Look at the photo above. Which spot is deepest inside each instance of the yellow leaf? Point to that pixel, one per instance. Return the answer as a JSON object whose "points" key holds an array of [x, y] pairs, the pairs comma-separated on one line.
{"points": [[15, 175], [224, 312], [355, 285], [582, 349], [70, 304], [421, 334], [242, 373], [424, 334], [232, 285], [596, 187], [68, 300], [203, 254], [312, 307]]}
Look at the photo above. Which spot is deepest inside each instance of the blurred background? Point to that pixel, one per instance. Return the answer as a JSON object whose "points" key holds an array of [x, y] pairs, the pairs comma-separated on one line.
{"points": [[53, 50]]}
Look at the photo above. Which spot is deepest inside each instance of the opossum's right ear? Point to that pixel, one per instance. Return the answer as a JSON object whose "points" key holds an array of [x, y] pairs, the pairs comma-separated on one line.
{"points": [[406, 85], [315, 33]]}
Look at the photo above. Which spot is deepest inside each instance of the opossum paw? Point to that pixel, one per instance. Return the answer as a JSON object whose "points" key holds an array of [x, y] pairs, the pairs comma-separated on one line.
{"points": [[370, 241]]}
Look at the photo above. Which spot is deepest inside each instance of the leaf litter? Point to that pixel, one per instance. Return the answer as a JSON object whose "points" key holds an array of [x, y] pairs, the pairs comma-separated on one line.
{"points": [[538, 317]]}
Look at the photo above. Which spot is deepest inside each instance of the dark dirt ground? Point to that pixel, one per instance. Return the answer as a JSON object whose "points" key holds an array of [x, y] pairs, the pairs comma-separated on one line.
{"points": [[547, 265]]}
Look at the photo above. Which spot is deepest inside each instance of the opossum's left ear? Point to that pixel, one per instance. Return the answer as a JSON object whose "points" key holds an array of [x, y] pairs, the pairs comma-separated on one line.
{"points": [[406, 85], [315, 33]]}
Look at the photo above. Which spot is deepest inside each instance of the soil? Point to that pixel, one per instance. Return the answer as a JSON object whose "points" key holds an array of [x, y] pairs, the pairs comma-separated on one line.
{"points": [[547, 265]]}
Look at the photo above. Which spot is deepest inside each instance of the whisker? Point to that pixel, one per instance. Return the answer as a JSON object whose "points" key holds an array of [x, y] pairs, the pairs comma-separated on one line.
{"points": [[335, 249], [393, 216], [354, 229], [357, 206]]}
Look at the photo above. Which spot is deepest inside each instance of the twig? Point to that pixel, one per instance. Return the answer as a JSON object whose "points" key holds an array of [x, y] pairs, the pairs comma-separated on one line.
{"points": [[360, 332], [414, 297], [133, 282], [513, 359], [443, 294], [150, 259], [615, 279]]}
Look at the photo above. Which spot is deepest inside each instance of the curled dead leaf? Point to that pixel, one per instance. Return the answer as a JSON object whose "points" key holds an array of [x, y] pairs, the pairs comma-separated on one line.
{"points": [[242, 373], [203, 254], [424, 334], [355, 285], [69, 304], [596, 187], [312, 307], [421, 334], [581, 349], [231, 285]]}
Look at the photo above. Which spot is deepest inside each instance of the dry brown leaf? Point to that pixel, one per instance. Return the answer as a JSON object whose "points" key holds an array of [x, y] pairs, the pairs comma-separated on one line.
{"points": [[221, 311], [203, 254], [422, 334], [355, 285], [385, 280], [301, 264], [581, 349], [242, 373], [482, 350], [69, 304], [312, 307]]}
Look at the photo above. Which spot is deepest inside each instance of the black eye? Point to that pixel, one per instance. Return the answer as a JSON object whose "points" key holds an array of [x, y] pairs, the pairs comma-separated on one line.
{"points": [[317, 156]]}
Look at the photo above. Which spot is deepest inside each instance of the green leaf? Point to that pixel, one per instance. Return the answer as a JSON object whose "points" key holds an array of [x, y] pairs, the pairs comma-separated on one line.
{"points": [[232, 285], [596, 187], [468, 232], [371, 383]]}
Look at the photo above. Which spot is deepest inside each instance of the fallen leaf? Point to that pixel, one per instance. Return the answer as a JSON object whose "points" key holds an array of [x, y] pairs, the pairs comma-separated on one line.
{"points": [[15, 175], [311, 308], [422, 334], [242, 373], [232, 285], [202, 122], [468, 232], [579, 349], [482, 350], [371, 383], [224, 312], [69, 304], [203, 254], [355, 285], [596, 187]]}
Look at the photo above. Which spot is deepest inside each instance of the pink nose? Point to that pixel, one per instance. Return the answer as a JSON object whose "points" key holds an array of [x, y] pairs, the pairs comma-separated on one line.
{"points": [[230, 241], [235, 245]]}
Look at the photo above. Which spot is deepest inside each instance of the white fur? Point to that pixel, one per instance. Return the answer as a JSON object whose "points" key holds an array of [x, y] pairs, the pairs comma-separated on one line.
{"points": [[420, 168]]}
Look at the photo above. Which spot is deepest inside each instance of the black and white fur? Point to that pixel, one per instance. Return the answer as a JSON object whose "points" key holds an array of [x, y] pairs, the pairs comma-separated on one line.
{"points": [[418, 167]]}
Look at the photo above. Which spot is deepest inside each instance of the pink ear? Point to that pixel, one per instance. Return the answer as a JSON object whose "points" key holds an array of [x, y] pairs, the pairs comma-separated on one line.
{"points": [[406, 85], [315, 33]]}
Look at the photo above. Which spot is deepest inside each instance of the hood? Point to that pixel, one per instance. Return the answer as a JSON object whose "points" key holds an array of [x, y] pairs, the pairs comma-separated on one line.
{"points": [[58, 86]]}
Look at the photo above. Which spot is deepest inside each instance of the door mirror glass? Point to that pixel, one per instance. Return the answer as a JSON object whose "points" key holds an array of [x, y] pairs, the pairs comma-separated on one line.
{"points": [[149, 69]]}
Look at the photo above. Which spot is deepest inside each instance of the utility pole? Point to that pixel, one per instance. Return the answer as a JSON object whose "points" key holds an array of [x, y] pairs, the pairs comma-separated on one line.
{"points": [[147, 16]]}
——
§ WORK REQUIRED: Rewrite the listing above, changing every occurrence of "deepest inside" to "most central within" and leaving everything else unchanged.

§ EXERCISE SOLUTION:
Look at the photo above. Which spot is most central within each instance of the yellow leaf? Point to that pixel, one per instance. Return the answer as a JSON object whose "points" key holds an array of [x, y] pairs, the pairs comma-separated on one line.
{"points": [[15, 175], [224, 312], [355, 285], [582, 349], [70, 304], [421, 334], [242, 373], [424, 334], [232, 285], [596, 187], [68, 300], [203, 254], [312, 307]]}
Look at the photo above. Which spot is most central within each instance of the blurred background? Point to that pixel, one per instance. Return the answer as a JSON object whose "points" key holds an array of [x, y] pairs, the pairs comma-separated on one line.
{"points": [[53, 50]]}
Look at the photo above. Which spot is most central within each instance of the opossum's right ear? Point to that pixel, one per instance. Return the answer as a JSON object whose "points" key holds an array of [x, y] pairs, the pairs comma-separated on one line.
{"points": [[406, 85], [315, 33]]}
Look at the photo above. Which spot is most central within each instance of the opossum paw? Point to that pixel, one per instance. Return the answer as a JSON object whose "points" key holds an array of [x, y] pairs, the pairs comma-separated on one line.
{"points": [[370, 241]]}
Look at the photo above. Which spot is most central within each instance of the leaf litter? Point to that pixel, one per instance. Return the answer as a JSON object whose "points" key holds an array of [x, y] pairs, the pairs comma-separated on one line.
{"points": [[538, 317]]}
Look at the photo above. Which spot is most central within each instance of the dark dirt ground? Point to that pixel, one per instance. Return the answer as a JSON object whose "points" key holds an array of [x, y] pairs, the pairs comma-separated on one line.
{"points": [[547, 265]]}
Look at the photo above. Which spot is most central within each instance of the opossum's left ear? Point to that pixel, one per instance. Return the answer as a JSON object whose "points" key holds an array of [x, y] pairs, the pairs comma-separated on one line.
{"points": [[406, 85], [315, 33]]}
Look at the photo above. Which spot is most central within each instance of the soil? Point to that pixel, one per instance. Return the answer as a JSON object whose "points" key holds an array of [x, y] pairs, the pairs comma-separated on one line.
{"points": [[547, 265]]}
Look at the photo above. Which spot is most central within each instance of the whisker? Point to that pixel, one per instance. Return the answer as a JSON object whose "points" key holds an array of [x, y] pairs, the pairs comma-separated on one line.
{"points": [[335, 249], [393, 216], [354, 229], [357, 206]]}
Look at the photo above. Which spot is most central within each instance of the twig? Point to that pixel, one per instance. Return the answer as a JSON object whose "points" key holds an array of [x, y] pairs, the pairs comma-separated on one line.
{"points": [[360, 332], [414, 297], [133, 282], [513, 359], [443, 294], [150, 259], [615, 279]]}
Look at the photo above. Which spot is most central within each instance of the curled dead leaf? Point to that pixel, one per instance. Return the answer as a JSON object whose "points" key holds an array of [x, y] pairs, the pairs comma-separated on one line.
{"points": [[242, 373], [203, 254], [424, 334], [355, 285], [69, 304], [596, 187], [312, 307], [421, 334], [581, 349], [231, 285]]}
Look at the photo above. Which spot is most central within each instance of the dry brown leaf? Point to that pixel, one per instance. Return the answer as a JSON object whose "points" key holds an array of [x, y] pairs, the pairs comma-separated on one line.
{"points": [[221, 311], [203, 254], [422, 334], [355, 285], [385, 280], [301, 264], [581, 349], [242, 373], [482, 350], [69, 304], [312, 307]]}
Look at the photo above. Which spot is most central within each instance of the black eye? Point to that pixel, one per instance. Return the answer as a JSON object whose "points" key holds an array of [x, y] pairs, the pairs comma-separated on one line.
{"points": [[317, 156]]}
Look at the photo above. Which spot is most central within each instance of the green leaf? Point to that pixel, one per instance. Return the answer as a JSON object whose "points" key holds an array of [x, y] pairs, the pairs comma-separated on one line.
{"points": [[232, 285], [596, 187], [468, 232], [371, 383]]}
Look at the photo above. Which spot is most central within each instance of the fallen leaf? Point to that pixel, one per instance. Return the answer as a JSON object whose "points" key holds an array of [x, y] pairs, the pairs comma-separated on one line.
{"points": [[15, 175], [311, 308], [422, 334], [242, 373], [232, 285], [202, 122], [468, 232], [579, 349], [482, 350], [371, 383], [224, 312], [69, 304], [203, 254], [355, 285], [596, 187]]}
Look at the photo above. Which spot is most central within each instance of the pink nose? Point to that pixel, one per instance. Return the answer as a JSON object whose "points" key holds an array of [x, y] pairs, the pairs comma-separated on one line.
{"points": [[230, 241], [235, 245]]}
Look at the photo above. Which spot is most central within each instance of the white fur? Point to that pixel, one per instance. Return the answer as a JSON object whose "points" key holds an array of [x, y] pairs, the pairs comma-separated on one line.
{"points": [[420, 168]]}
Look at the photo above. Which spot is most central within each instance of the black and white fur? Point to that pixel, one per instance. Return the answer as a JSON object whose "points" key holds an array of [x, y] pairs, the pairs comma-separated on one line.
{"points": [[418, 167]]}
Look at the photo above. Which spot is most central within each instance of the pink ear? Point to that pixel, one per instance. Return the answer as a JSON object whose "points" key holds an array of [x, y] pairs, the pairs comma-separated on one line.
{"points": [[406, 85], [315, 33]]}
Look at the photo above. Which spot is most central within each instance of the hood? Point to that pixel, one per instance. Return the answer as a JSON object whose "points" key holds an array of [x, y] pairs, the pairs comma-separated on one line.
{"points": [[58, 86]]}
Look at the photo above. Which spot is most central within each instance of the door mirror glass? Point to that pixel, one per instance. Return the answer as a JSON object whose "points" key holds an array of [x, y] pairs, the pairs comma-separated on one line.
{"points": [[149, 69]]}
Look at the photo above. Which spot is most central within each instance of the utility pole? Point to that pixel, one per instance. Return the answer as a JSON object whose "points" key holds an array of [x, y] pairs, the pairs comma-separated on one line.
{"points": [[147, 16]]}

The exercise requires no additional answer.